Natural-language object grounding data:

****************************************

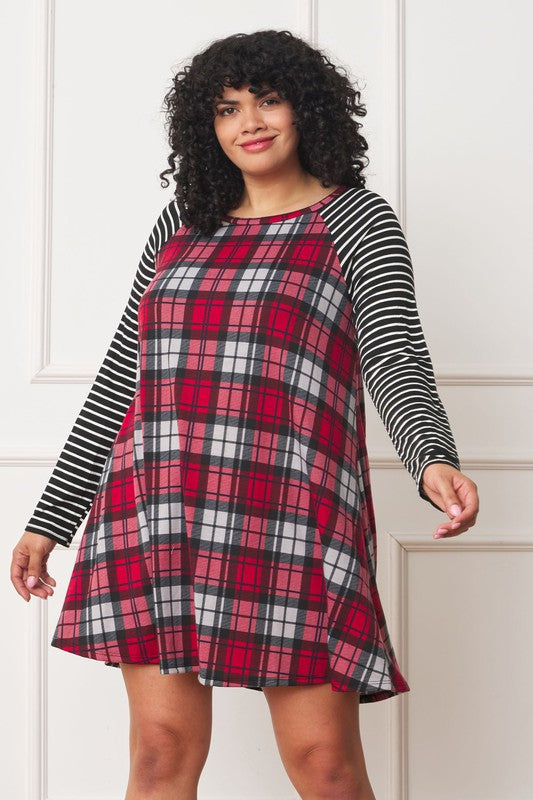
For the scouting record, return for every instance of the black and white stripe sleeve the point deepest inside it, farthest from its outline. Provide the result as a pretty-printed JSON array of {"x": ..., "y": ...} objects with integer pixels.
[
  {"x": 395, "y": 361},
  {"x": 73, "y": 483}
]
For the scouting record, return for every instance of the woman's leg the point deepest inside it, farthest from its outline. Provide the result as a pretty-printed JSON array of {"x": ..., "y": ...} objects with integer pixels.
[
  {"x": 318, "y": 738},
  {"x": 170, "y": 732}
]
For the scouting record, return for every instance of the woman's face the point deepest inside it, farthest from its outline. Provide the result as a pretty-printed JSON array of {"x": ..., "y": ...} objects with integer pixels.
[{"x": 242, "y": 116}]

****************************************

Problem requirements: Reproduce the line that contains "the woman's leg" and each line after it through the last line of the entries above, exactly; leave out all earlier lines.

Written response:
For the scouting record, return for every instance of the woman's leg the point deepest inside it, farthest from its outline. Provide the result as a pretty-printed JSON array of {"x": ..., "y": ...} objects with integer pixels.
[
  {"x": 318, "y": 738},
  {"x": 170, "y": 732}
]
For the scouting record, return for every instance of the woman's face the point deepest inside it, farthest from its outline. Provide the result as a pretty-printed JSON array of {"x": ..., "y": ...} objects with integer pixels.
[{"x": 242, "y": 116}]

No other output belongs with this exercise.